─── Materials provided

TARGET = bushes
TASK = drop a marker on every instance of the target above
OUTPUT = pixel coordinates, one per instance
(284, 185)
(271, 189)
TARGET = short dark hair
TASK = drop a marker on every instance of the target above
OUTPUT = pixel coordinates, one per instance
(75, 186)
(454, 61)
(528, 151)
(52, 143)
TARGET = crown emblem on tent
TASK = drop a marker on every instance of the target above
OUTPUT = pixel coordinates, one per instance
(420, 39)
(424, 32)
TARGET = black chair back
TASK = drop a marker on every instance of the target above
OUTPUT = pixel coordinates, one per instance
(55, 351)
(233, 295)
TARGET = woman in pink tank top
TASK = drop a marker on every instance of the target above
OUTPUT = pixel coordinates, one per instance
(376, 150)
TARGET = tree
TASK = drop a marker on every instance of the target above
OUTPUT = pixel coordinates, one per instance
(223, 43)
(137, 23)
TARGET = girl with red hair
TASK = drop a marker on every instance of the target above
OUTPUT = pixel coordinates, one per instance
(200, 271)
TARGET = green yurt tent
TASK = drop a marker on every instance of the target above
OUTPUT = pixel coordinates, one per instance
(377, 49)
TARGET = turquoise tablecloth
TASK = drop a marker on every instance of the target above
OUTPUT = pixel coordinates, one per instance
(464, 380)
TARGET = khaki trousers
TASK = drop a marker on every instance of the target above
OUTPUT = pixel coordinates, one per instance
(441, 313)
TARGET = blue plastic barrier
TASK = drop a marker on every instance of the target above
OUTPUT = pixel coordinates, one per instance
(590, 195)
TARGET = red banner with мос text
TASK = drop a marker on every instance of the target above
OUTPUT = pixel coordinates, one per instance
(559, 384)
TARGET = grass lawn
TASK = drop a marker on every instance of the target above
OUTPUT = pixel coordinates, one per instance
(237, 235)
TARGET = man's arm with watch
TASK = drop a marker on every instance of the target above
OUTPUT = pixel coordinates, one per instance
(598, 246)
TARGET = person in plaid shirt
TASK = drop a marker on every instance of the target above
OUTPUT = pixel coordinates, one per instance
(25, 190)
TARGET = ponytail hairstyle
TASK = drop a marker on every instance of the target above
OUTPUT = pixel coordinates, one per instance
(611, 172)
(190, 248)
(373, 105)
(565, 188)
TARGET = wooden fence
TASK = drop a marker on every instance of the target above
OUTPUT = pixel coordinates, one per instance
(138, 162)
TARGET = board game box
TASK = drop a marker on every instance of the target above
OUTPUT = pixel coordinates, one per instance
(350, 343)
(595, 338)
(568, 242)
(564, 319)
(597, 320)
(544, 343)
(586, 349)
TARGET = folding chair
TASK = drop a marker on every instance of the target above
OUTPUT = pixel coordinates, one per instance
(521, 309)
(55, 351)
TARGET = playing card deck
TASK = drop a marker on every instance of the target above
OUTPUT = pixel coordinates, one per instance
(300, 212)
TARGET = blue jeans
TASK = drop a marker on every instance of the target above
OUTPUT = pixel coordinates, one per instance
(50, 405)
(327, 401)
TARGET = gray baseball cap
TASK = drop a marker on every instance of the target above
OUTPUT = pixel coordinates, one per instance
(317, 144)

──────

__Task directions__
Copy out everything from the line containing "TARGET = red banner with мос text" down to the last line, putting "place a pin" in place of "drop a marker" and changing nothing else.

__Answer to this exercise__
TARGET = red banner with мос text
TASK = place a pin on every instance of the target above
OUTPUT = pixel coordinates, one per instance
(559, 384)
TARGET = grass lawn
TASK = place a pin on every instance of the target above
OUTPUT = pixel coordinates, one per instance
(237, 235)
TARGET = man's arm with watch
TASK = place a pin on every instance of the target above
OUTPUT = pixel coordinates, one per instance
(598, 246)
TARGET = person in plaid shirt
TASK = place a pin on every instance of the target above
OUTPUT = pixel coordinates, one per instance
(25, 190)
TARGET = ponytail hairstyle
TASK = place a pin on every instance of the target above
OUTPUT = pixel coordinates, one per instance
(611, 172)
(190, 248)
(373, 105)
(565, 188)
TARGET = wooden fence
TASK = place a pin on every instance of the target above
OUTPUT = pixel coordinates, one per instance
(138, 162)
TARGET = board game box
TASK = place a pin on every instance of the target above
OUTPUT = pixel coordinates, one per instance
(350, 343)
(595, 338)
(568, 242)
(564, 319)
(597, 320)
(544, 343)
(586, 349)
TARGET = folding chair
TASK = place a pin on every instance of the target above
OUTPUT = pixel coordinates, one per instance
(521, 309)
(55, 351)
TARGET = playing card deck
TASK = place a pin on every instance of the target above
OUTPUT = pixel coordinates, one per instance
(300, 212)
TARGET = blue jeans
TASK = place a pin on every instance of the target above
OUTPUT = pixel coordinates, one per instance
(50, 405)
(327, 401)
TARGET = gray baseball cap
TASK = place a pin on every instance of the target above
OUTPUT = pixel coordinates, one per instance
(317, 144)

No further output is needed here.